Consigne:
D'après l'extrait sur Giono et Melville, après sa rencontre avec quelle personne Melville écrira-t-il Moby Dick ?

Extrait:
En parlant de Melville Giono semble exprimer des préoccupations personnelles. Il y a là, en effet, comme l’expression d’un besoin de repli sur lui-même après le déclenchement de la guerre et de la recherche d’un autre objet pour de l’écriture. Durant cette période, que les critiques appellent période de transition, Giono va écrire (en 1944) Fragments d’un paradis où il est question également de monstres marins. Une sorte de fuite vers l’univers intérieur qui est seul susceptible de l’intéresser. Dans la suite de Pour Saluer Melville, il est encore question de « monstres » ou de « monstrueux » (on trouvera l’un ou l’autre terme aux pages 4, 5, 8 et 11). Il dira par exemple ‘: « L’homme a toujours le désir de quelques monstrueux objet. Et sa vie n’a de valeur que s’il la soumet entièrement à cette poursuite. »’ (III, 4).

Malgré la revendication qu’il est simplement un « homme » à qui on ne doit pas demander des choses qui le dépassent, Melville ne cesse d’apparaître comme un poète qui vit dans un univers très particulier. D’abord, il porte en lui un livre qui passe pour être le meilleur de tous ceux qu’il a écrits, mais qu’il n’écrira qu’après sa rencontre avec Adelina White : Moby Dick. D’autre part, il est habité par une tristesse inexplicable et qu’il ne peut chasser ‘: « Il n’a jamais eu beaucoup le cafard. Enfin, il veut dire, cafard comme les autres. Mais il a été souvent aussi triste qu’eux, aussi désespéré, et désespoirs plus terribles. »’ (III, 30). Tristesse et « désespoirs » le rapprochent encore du Giono de cette époque. Quelques lignes plus loin, l’auteur lui donne la parole : ‘« Ma tristesse restait solide au poste. Il ne fallait pas s’imaginer qu’on allait la posséder avec des trucs matériels. Oh! Je sais bien que c’est entièrement personnel. »’ (III, 31).

Documents sources:
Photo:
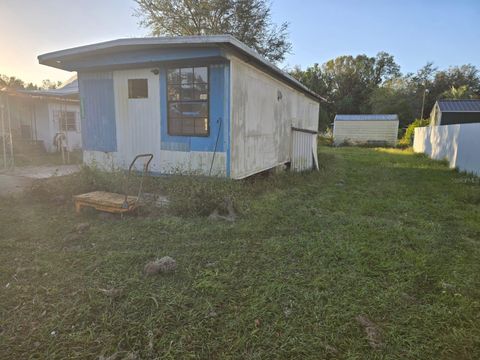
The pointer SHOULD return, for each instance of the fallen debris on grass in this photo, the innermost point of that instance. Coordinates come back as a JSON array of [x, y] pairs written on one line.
[[82, 227], [163, 265], [373, 332], [112, 293], [230, 216]]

Réponse:
Après sa rencontre avec Adelina White.